Фрагмент документа —
== == ==
Так тогда было: собравшись, мы почему-то не могли разойтись. Со стороны может показаться, что Войнович как бы принадлежал к другому кругу, к обществу серьезных новомирцев, а не к богемцам «Юности», а между тем мы все были тогда одна бражка, и все любили друг друга. Любой появляющийся тогда рассказ Володи вызывал сенсацию в нашей компании. Помню, мы просто катались от смеха, слушая, как его мужики спорят в ночи, сколько на самом деле колонн у Большого театра. Никогда не забуду сцены из рассказа «Хочу быть честным», когда герой в столовке, где запрещено пить, накрывает стоящие на полу бутылки полами своих широких клешей.
Неприятности у молодой прозы в Советском Союзе начались с возобновлением жанра романа. Дело в том, что огромные романы социалистического реализма на самом деле романами не были. Самой своей сутью они опровергали романную полифонию, являясь на деле монологами партийности и народности. Да ведь и весь социализм по сути дела – это не что иное, как монолог. Только наше послесталинское поколение писателей, часто спонтанно, само того не ведая, стало постепенно восстанавливать закрытый режимом многоголосый роман. Появляясь в литературе шестидесятых, мы еще не знали, на что мы идем. Режим давил пузом тогдашних поэтов, прозаики пока что бегали по периферии ковра. Вдруг режим как-то отпустил поэтов: все-таки какие бы ни были противоречивые, но каждый поет свое, поэт – все-таки всегда монологист. Режим вдруг осознал, что на самом деле он боится не поэзии, а возобновления романа, потому что в романе поют не только за себя, но и за других, там возникает столь ненавистная внутри зоны многоголосая ярмарка.
== == ==
Исходные данные —

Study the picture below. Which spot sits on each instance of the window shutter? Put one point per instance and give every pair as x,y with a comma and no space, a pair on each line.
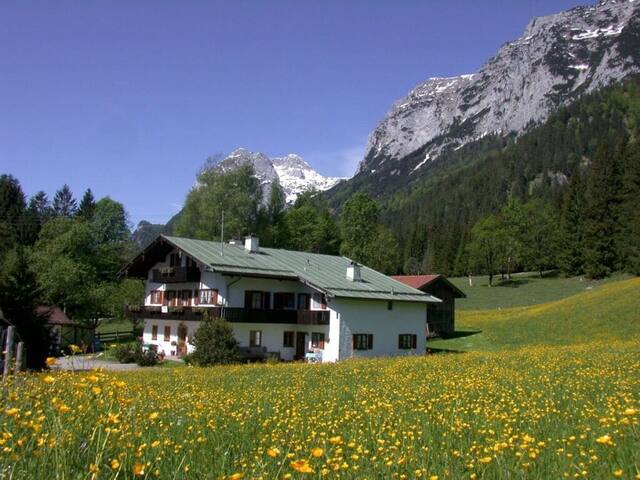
266,300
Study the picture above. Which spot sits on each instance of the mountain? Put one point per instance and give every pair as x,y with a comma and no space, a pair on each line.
294,175
559,58
292,172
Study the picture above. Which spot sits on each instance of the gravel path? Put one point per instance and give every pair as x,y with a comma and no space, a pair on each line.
89,362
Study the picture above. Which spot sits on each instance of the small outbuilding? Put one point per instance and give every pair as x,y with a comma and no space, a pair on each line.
440,316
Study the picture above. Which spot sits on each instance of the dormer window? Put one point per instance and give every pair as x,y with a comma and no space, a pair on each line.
174,260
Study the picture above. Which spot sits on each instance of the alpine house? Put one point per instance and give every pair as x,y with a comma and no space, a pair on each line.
281,303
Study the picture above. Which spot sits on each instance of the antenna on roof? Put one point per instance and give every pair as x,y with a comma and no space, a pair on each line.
222,235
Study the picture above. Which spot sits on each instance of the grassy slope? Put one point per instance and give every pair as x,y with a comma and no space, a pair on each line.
610,311
524,289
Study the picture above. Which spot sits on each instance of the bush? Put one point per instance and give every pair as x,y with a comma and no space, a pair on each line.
132,353
127,352
215,344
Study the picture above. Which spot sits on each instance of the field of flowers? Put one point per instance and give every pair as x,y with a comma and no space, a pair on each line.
541,412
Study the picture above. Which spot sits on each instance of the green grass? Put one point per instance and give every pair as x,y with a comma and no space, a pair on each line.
608,312
524,289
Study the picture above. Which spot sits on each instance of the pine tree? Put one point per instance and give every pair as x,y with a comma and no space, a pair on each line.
87,205
601,214
64,205
572,228
629,239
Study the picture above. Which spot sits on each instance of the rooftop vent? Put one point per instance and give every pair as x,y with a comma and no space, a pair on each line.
353,272
251,244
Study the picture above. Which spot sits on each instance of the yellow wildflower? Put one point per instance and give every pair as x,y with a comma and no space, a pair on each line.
301,466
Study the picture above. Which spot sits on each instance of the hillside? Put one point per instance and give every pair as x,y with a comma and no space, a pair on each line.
557,59
607,313
432,217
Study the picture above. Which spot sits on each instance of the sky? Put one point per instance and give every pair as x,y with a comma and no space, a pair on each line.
129,97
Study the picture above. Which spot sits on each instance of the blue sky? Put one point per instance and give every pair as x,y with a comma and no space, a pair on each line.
130,97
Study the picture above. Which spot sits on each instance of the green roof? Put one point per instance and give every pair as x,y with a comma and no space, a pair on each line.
326,273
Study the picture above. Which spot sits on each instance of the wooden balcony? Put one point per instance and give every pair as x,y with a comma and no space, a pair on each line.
176,274
232,314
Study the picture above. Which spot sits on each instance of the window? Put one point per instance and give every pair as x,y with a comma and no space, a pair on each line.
317,340
191,262
287,340
156,297
255,338
257,300
284,301
208,297
304,301
362,341
407,341
174,260
171,298
319,301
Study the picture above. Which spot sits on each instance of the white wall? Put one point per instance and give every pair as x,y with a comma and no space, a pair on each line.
272,336
372,317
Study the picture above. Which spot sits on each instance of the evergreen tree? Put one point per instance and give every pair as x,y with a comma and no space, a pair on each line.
39,203
601,214
571,257
12,209
629,241
18,302
87,205
64,205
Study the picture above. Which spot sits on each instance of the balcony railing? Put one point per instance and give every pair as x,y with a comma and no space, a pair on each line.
176,274
232,314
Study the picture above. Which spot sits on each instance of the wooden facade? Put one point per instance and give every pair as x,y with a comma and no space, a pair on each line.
441,317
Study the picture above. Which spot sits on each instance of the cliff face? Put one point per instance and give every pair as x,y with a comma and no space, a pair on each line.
557,59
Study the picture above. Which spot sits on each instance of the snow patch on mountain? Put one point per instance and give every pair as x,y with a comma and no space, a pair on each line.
292,172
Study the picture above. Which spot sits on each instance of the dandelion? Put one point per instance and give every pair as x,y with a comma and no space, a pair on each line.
604,440
301,466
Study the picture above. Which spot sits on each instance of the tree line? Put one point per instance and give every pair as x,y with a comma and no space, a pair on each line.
61,252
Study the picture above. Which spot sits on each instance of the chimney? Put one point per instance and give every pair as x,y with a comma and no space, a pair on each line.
251,244
353,272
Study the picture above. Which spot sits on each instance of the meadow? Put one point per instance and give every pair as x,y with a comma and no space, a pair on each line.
562,401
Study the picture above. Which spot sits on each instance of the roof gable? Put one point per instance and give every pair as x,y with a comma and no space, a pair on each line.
326,273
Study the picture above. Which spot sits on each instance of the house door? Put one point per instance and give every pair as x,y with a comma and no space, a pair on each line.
301,344
182,340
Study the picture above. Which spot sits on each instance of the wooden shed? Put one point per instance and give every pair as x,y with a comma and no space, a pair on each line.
440,316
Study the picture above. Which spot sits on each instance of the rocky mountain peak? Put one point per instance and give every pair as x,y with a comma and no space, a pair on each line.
558,58
292,172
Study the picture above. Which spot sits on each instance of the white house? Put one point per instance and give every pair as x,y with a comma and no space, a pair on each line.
280,303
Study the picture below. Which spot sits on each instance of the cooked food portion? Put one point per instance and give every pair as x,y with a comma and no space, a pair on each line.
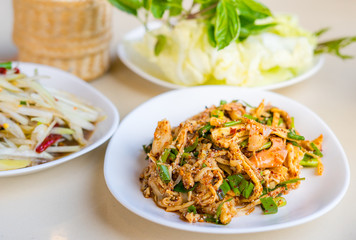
227,160
39,124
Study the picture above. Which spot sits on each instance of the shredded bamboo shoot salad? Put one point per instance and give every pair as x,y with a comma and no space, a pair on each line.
227,160
39,124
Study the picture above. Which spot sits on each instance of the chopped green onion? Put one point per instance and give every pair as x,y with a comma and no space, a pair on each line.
280,201
313,162
268,205
294,144
217,113
294,180
164,173
316,150
7,65
223,102
180,187
191,208
165,154
265,146
234,181
292,135
232,123
244,143
250,117
218,210
248,190
223,189
203,130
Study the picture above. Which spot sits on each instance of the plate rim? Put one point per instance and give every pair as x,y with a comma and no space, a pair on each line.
136,33
86,149
220,230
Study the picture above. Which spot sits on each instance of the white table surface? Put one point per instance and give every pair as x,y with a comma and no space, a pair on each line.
71,201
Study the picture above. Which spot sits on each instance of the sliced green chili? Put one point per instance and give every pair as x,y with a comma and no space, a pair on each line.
316,150
268,205
164,173
203,130
232,123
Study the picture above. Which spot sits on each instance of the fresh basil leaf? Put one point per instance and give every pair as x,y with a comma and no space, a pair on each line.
175,7
321,32
161,42
257,7
129,6
334,46
211,35
227,24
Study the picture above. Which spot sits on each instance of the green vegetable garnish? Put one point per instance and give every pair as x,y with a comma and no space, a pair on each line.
165,155
191,147
248,190
180,187
223,189
204,130
268,205
164,173
191,208
232,123
234,181
316,150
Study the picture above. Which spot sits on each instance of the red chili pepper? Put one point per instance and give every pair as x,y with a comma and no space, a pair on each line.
49,140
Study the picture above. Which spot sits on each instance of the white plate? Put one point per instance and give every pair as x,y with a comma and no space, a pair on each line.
65,81
151,72
124,160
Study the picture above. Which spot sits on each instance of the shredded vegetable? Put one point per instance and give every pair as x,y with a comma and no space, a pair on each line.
37,123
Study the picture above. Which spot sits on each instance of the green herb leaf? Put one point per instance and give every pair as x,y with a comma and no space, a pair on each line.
334,46
161,42
192,208
227,24
129,6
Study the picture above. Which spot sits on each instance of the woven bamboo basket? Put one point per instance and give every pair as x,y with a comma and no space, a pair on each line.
73,35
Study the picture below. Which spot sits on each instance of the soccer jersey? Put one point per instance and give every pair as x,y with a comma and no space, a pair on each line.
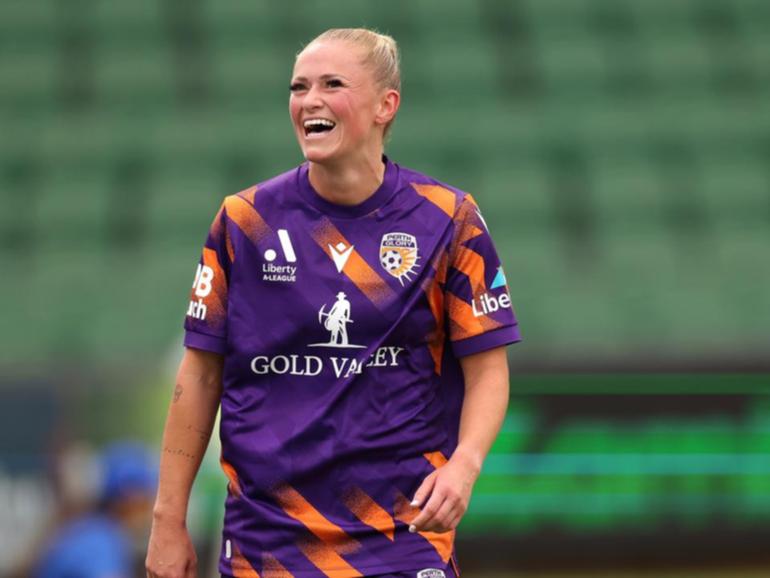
342,328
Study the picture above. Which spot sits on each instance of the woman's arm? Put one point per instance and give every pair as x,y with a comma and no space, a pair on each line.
191,416
448,489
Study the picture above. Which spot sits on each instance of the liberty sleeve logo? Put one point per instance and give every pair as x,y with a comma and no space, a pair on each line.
336,321
398,255
431,573
202,285
280,273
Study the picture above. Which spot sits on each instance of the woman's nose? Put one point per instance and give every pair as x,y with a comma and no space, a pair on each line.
312,98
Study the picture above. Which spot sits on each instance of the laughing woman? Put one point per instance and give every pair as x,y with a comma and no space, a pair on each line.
350,318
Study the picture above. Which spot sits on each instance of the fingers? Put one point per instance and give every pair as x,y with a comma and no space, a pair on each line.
444,508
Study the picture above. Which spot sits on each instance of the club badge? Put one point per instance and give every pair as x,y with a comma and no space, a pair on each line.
398,255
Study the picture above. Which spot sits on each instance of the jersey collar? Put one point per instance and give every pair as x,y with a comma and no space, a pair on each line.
374,201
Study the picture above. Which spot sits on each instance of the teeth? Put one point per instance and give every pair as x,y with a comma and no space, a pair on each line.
318,122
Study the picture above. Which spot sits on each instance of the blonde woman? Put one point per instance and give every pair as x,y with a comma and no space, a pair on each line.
351,457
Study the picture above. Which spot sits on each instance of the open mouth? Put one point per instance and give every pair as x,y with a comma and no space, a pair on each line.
318,126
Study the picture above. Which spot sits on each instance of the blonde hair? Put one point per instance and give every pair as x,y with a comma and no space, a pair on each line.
381,55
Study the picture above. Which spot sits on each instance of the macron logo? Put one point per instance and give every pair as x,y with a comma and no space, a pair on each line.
340,254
== == ==
Пункт задания — С чего, согласно фрагменту документа, начались неприятности у молодой прозы в Советском Союзе?

Результат упражнения — С возобновления жанра романа.